Dataset extract:

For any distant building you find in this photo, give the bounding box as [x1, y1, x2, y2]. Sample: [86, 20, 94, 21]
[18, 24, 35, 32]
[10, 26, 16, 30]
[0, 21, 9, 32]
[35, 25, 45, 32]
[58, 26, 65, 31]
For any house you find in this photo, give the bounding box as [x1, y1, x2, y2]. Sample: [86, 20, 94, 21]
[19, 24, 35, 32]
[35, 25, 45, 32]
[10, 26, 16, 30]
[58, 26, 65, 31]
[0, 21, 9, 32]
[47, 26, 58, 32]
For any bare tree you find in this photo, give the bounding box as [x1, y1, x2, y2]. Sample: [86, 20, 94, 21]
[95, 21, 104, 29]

---

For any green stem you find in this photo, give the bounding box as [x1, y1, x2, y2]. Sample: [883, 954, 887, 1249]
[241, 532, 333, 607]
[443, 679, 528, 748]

---

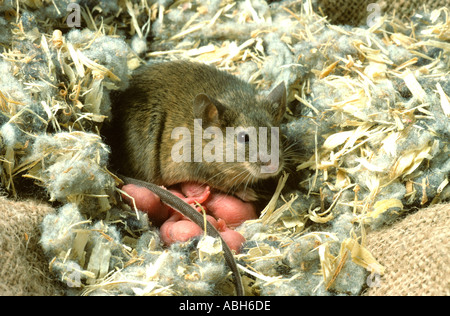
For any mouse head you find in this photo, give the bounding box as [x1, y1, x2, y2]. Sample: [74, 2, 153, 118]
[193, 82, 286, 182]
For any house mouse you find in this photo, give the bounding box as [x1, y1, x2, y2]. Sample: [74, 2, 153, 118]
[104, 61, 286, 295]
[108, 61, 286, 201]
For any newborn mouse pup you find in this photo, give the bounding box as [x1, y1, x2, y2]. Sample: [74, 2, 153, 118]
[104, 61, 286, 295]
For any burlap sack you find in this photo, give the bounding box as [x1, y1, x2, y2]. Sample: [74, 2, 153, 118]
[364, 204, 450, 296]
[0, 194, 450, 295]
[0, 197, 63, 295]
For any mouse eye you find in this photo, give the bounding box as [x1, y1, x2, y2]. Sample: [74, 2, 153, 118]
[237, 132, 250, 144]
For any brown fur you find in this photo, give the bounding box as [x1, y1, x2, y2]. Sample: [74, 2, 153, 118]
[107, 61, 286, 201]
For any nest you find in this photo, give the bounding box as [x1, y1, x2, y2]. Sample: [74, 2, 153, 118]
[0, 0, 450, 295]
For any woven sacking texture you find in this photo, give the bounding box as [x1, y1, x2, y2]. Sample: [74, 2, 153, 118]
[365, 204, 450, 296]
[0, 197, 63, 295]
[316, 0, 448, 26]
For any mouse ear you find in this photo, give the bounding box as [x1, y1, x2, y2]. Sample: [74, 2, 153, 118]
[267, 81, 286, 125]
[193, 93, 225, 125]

The exercise: Copy out the records again, requests included, beginning at the line that contains "For any distant" and stopping after the line that contains "[95, 21, 104, 29]". Shift each bounding box coordinate in the answers up by 146.

Solution to the exercise:
For any distant building you find in this photo, give the bounding box as [x1, y1, x2, y2]. Sample: [86, 20, 94, 21]
[164, 170, 181, 178]
[156, 172, 162, 176]
[146, 167, 155, 178]
[181, 171, 191, 178]
[204, 172, 211, 177]
For any house you find in this photo, give the bounding box as [x1, y1, x2, y2]. Sample: [86, 20, 94, 21]
[165, 170, 181, 178]
[181, 171, 191, 178]
[156, 172, 162, 176]
[204, 172, 211, 177]
[146, 167, 155, 178]
[193, 172, 204, 178]
For any bare tree you find in this photo, give the bounding box as [x1, y1, x2, y2]. Sample: [86, 20, 94, 21]
[241, 167, 250, 175]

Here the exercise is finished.